Dalam sebuah perjuangan, kita harus tahu siapa kawan dan siapa
lawan. Musuh kita adalah kapitalisme. Tetapi apakah kapitalisme
itu?
Jawabannya mungkin tampak sederhana. Kapitalisme bukankah sebuah
sistem dimana sejumlah individu yang kaya memiliki pabrik-prabrik
dan perusahaan lainnya? Bukankah para kapitalis ini bersaing pada
sebuah pasar bebas, tanpa perencanaan yang terpusat, dengan hasil
bahwa sistem perekonomian sering jadi kacau dan acapkali mengalami
krisis?
Jawaban untuk menghindari keadaan seperti itu juga tampaknya jelas,
ialah menyita industri dari para individu itu (nasionalisasi),
dan membiarkan negara untuk merencanakan ekonominya.
Menurut kebanyakan orang yang berhaluan kiri, hal-hal diatas dianggap
merupakan inti dari ajaran Marxisme. Tetapi dewasa ini permasalahan-permasalahan
diatas tidak dapat dilihat sesederhana itu. Pada satu sisi, banyak
perusahaan di bawah sistim kapitalis dewasa ini tidak lagi dikontrol
oleh para individu. Secara formal perusahaan-perusahaan itu dimiliki
oleh para pemegang saham, tapi kenyataannya perusahaan-perusahaan
raksasa seperti General Motors dijalankan oleh para pejabat perusahaan.
Sedangkan bentuk perusahaan-perusahaan lainnya adalah perusahaan
negara seperti BUMN di Indonesia. Namun kaum buruh juga dieksploitasi
dalam perusahaan tersebut.
Di sisi yang lain, masyarakat yang telah meninggalkan kepemilikan
swasta dan memilih rencana-rencana ekonomi yang terpusat tidak
tampak menarik lagi saat ini. Negara-negara seperti di bekas Uni
Soviet telah menteror kelas buruhnya, sedangkan para birokrat
yang mengelola pabrik-pabrik. Dan pada akhirnya masyarakat itu
juga mengalami krisis ekonomi dan politik.
Saat ini Cina mencoba mengambil alih beberapa aspek pasar bebas
ke dalam kebijakan ekonomi mereka, karena takut tidak mampu untuk
tetap bersaing dengan negara-negara kapitalis barat.
Jadi keseluruhan arti kapitalisme dan sosialisme, dan perbedaan-perbedaan
diantara kedua sistem itu, perlu dikaji ulang untuk disesuaikan
dengan perkembangan ekonomi dewasa ini.
Disini, ide-ide Karl Marx sangatlah penting. Dia sama sekali tidak
menganggap kepemilikan alat-alat produksi oleh individu swasta
merupakan masalah utama kapitalisme. Yang ia tolak adalah sebuah
situasi dimana alat produksi dikontrol oleh minoritas -- dalam
berbagai bentuk -- untuk mengeksploitasi mayoritas.
Eksploitasi semacam ini mengambil bentuk dalam hubungan sosial
di tempat kerja. Yakni para pekerja yang tidak memiliki perangkat
produksi, dan tidak memiliki komoditi untuk dijual sehingga mereka
harus menjual tenaga kerjanya untuk gaji (wage labour system).

■ **Catatan Dataset**
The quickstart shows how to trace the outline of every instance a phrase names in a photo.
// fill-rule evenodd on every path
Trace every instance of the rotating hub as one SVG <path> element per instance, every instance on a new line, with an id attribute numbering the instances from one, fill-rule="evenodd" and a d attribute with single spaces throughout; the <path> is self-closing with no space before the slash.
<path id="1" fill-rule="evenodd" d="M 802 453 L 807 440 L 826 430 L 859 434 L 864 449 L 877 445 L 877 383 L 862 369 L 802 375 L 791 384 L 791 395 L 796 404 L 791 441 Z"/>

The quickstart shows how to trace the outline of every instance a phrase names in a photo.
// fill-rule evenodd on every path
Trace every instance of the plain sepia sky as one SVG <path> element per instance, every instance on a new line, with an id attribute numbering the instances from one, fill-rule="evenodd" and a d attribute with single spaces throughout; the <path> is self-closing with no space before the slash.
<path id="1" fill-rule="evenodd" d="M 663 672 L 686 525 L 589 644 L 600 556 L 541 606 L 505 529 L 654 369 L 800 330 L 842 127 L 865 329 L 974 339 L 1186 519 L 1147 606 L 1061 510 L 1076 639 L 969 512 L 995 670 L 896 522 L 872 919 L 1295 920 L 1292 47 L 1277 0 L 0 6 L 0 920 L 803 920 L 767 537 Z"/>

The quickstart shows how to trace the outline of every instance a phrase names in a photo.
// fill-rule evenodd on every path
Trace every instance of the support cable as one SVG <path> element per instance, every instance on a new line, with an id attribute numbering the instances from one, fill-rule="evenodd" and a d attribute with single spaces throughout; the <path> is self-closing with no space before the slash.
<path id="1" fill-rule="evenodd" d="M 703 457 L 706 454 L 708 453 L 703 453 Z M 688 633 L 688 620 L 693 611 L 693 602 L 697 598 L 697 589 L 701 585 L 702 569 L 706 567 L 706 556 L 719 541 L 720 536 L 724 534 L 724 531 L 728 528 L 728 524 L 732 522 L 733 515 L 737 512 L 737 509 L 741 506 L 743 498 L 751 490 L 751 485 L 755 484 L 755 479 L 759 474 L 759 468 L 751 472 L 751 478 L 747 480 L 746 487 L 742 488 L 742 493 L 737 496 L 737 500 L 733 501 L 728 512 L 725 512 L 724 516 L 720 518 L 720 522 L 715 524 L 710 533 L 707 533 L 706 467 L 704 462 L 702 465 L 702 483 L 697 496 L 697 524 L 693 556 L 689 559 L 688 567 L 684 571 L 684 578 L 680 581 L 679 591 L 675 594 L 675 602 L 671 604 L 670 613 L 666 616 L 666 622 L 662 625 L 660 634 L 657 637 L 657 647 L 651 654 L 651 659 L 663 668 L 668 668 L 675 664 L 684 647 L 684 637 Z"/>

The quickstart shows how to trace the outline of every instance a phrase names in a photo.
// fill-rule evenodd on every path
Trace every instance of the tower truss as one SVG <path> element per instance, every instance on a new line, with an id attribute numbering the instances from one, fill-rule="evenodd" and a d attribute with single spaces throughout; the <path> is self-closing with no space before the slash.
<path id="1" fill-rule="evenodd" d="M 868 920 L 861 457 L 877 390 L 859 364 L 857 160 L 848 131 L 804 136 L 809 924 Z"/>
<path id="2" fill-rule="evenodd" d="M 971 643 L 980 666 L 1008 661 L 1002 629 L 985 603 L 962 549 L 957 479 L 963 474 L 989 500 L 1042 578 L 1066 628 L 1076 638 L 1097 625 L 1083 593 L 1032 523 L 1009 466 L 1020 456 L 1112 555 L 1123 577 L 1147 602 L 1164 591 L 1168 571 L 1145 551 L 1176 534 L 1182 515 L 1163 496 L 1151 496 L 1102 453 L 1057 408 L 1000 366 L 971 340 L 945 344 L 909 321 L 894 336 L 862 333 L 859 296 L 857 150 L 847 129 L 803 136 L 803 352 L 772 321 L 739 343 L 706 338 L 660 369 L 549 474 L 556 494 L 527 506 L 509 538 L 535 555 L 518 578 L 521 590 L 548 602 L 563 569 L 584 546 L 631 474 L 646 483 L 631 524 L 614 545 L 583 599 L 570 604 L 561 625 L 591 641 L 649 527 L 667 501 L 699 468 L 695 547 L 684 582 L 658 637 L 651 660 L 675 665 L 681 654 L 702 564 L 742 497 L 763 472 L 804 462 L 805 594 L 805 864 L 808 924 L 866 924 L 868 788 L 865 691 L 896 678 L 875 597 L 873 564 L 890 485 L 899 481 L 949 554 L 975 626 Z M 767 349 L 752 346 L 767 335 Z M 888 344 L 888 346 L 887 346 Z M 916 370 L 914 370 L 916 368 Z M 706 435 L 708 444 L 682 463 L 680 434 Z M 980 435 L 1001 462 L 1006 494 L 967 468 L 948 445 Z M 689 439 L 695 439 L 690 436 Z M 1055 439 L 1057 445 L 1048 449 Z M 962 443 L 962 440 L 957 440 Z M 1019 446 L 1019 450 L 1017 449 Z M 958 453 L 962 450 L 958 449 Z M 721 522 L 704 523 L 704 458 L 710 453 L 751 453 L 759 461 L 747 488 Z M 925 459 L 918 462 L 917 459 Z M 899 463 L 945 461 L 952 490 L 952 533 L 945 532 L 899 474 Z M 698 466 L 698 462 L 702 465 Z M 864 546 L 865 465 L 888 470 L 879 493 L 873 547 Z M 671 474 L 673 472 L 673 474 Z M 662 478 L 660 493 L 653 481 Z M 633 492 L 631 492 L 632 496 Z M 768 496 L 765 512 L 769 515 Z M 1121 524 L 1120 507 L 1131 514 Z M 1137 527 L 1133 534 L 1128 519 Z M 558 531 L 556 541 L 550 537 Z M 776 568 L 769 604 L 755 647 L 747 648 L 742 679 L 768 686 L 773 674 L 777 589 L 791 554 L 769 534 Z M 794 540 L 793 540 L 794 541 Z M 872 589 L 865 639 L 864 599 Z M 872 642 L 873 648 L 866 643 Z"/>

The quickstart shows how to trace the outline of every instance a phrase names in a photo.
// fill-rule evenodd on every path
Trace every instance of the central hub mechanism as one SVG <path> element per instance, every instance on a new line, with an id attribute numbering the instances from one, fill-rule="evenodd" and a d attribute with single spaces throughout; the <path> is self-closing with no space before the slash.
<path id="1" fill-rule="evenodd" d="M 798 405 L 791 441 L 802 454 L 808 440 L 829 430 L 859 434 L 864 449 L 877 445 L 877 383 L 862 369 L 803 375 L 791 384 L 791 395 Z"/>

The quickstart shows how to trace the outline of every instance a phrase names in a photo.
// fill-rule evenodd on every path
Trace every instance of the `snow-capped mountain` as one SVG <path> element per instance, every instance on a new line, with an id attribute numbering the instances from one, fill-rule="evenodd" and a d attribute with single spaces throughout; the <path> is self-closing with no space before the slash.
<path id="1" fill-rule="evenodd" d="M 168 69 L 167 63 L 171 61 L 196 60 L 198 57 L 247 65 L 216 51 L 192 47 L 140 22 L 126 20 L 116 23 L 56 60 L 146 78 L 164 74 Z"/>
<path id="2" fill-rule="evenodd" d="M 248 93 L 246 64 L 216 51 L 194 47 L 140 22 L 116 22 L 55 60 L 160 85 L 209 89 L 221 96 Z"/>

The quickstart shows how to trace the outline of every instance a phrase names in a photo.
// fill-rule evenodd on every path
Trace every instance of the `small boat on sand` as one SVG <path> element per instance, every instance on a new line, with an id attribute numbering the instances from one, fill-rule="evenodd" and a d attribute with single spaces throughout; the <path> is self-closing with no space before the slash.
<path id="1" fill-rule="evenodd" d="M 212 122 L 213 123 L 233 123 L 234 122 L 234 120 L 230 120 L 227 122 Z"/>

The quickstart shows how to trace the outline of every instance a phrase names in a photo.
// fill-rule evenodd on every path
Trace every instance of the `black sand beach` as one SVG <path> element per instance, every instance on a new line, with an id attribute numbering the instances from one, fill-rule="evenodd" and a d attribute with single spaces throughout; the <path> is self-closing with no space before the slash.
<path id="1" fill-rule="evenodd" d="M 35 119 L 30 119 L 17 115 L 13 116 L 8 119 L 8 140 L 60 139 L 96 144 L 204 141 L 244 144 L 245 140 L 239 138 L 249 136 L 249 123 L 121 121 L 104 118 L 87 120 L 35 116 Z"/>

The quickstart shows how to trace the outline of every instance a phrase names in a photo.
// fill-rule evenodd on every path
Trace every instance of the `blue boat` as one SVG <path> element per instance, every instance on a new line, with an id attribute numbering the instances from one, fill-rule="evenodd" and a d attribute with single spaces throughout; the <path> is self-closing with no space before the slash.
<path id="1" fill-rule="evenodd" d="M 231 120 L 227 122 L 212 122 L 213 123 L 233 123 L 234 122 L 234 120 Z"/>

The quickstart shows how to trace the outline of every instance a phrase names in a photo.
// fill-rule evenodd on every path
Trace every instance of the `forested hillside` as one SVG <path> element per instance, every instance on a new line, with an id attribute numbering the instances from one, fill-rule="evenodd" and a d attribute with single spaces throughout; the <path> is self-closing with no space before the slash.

■ **Tugas yang Diperlukan**
Berdasarkan teks tentang kapitalisme, jelaskan dalam satu hingga tiga kalimat mengapa para pekerja harus menjual tenaga kerjanya untuk gaji.

■ **Jawaban Lengkap**
Para pekerja harus menjual tenaga kerjanya untuk gaji karena mereka tidak memiliki perangkat produksi dan tidak memiliki komoditi untuk dijual. Teks menyebut keadaan ini sistem kerja upahan (wage labour system). Ini adalah bentuk eksploitasi dalam hubungan sosial di tempat kerja.